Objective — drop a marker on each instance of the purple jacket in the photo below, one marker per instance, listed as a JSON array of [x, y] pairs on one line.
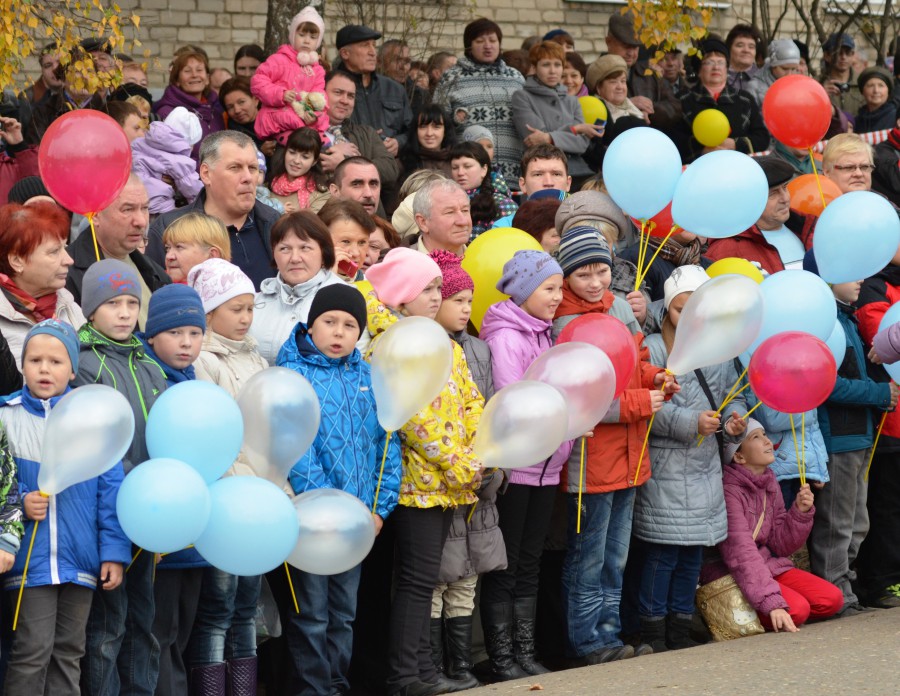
[[756, 564], [516, 338]]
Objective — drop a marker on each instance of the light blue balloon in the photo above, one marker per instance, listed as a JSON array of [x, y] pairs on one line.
[[640, 170], [252, 526], [796, 301], [720, 195], [163, 505], [857, 235], [199, 424]]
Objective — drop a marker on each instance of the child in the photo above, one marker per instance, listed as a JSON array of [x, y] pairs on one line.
[[440, 471], [846, 422], [762, 534], [79, 545], [613, 467], [347, 455], [298, 181], [291, 82], [229, 358], [681, 508], [518, 331], [121, 620]]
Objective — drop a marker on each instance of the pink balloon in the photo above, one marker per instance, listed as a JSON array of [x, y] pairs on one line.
[[85, 160]]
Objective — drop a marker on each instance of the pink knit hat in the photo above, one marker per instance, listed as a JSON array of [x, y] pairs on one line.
[[402, 276], [455, 278]]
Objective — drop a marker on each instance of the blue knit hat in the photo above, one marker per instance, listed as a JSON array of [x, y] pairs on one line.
[[106, 280], [581, 246], [524, 272], [173, 306], [60, 330]]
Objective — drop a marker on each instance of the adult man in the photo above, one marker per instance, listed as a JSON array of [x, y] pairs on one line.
[[380, 102], [650, 93], [120, 229], [229, 171]]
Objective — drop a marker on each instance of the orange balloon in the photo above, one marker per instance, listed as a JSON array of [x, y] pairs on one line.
[[805, 196]]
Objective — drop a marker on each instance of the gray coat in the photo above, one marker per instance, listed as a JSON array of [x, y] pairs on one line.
[[683, 504], [553, 111]]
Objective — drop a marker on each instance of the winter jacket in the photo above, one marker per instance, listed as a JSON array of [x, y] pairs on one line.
[[278, 74], [349, 446], [516, 338], [683, 503], [165, 152], [551, 110], [439, 464], [755, 564], [126, 368], [846, 418], [480, 94], [280, 306], [81, 530]]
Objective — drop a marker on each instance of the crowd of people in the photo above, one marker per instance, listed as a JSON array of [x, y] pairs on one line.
[[291, 210]]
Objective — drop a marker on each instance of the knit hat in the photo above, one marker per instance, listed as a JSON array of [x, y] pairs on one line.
[[582, 246], [524, 272], [105, 280], [732, 447], [217, 281], [402, 276], [60, 330], [173, 306], [683, 279], [338, 296], [455, 277]]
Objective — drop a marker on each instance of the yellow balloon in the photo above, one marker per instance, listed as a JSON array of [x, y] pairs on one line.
[[711, 127], [484, 261], [736, 266], [592, 109]]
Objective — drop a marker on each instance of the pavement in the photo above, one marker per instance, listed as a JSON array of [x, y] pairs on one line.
[[856, 655]]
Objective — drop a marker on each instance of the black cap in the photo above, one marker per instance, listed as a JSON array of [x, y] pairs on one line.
[[354, 33]]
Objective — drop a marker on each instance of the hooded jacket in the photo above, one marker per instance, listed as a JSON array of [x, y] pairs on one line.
[[349, 446], [81, 530]]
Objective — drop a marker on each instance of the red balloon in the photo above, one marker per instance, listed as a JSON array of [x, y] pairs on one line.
[[85, 160], [793, 372], [609, 335], [797, 111]]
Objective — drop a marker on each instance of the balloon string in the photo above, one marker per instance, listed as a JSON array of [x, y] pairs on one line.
[[291, 585]]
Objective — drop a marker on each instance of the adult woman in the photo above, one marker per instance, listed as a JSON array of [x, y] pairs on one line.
[[33, 269], [304, 255], [471, 168], [479, 89], [189, 87]]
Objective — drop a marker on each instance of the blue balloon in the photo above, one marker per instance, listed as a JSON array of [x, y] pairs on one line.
[[163, 505], [796, 301], [856, 236], [720, 195], [198, 423], [252, 526], [640, 170]]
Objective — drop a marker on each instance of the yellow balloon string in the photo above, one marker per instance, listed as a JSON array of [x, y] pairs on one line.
[[291, 585]]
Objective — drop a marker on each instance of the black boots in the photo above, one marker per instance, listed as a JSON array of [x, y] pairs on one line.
[[523, 635]]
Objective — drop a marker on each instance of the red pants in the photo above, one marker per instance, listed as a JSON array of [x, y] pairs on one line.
[[807, 596]]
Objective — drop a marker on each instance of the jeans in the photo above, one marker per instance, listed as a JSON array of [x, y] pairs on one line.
[[669, 579], [592, 573], [320, 637], [122, 657]]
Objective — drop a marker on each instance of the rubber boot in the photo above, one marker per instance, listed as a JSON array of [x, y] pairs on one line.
[[497, 620], [523, 635]]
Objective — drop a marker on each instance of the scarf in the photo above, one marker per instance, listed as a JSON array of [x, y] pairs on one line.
[[36, 309]]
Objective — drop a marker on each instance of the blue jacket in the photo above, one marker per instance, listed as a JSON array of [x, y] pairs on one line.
[[81, 530], [348, 448]]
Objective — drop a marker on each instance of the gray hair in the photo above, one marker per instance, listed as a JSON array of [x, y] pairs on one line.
[[212, 144], [422, 199]]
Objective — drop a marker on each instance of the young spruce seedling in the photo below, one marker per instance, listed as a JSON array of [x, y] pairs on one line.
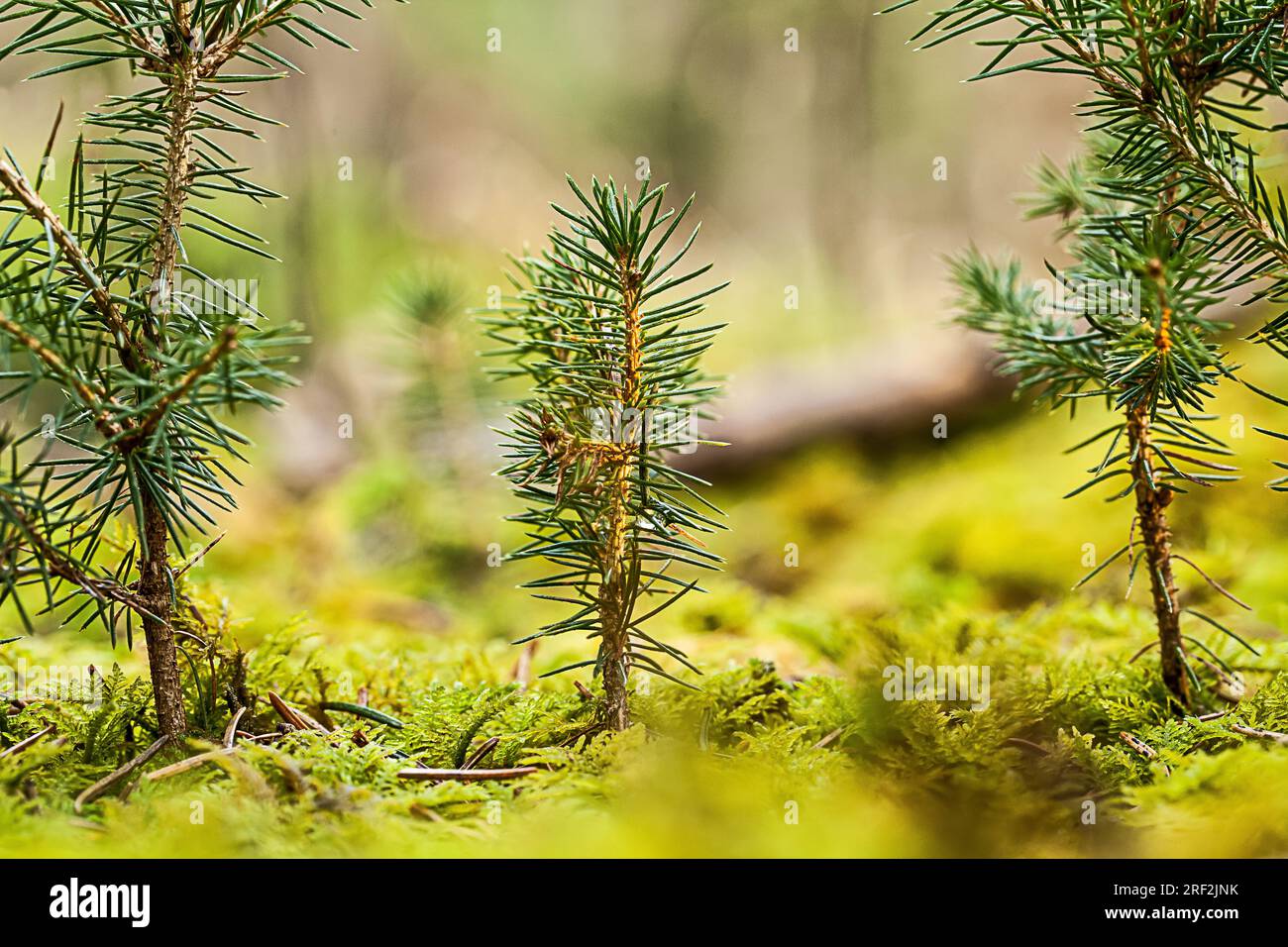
[[108, 320], [612, 361], [1164, 217]]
___
- [Goal of the exercise] Reproduce the records from the line with "the blue knit" to the line with "[[106, 280], [581, 246], [524, 272], [173, 306], [60, 330]]", substituting "navy knit cap" for "blue knit hat" and leaving every other part unchanged.

- [Output below]
Objective — drop a marker on each instance of the navy knit cap in the photo above, one marker per instance, listed as a JSON array of [x, y] pairs on one line.
[[106, 280], [581, 246], [524, 272], [173, 306], [60, 330]]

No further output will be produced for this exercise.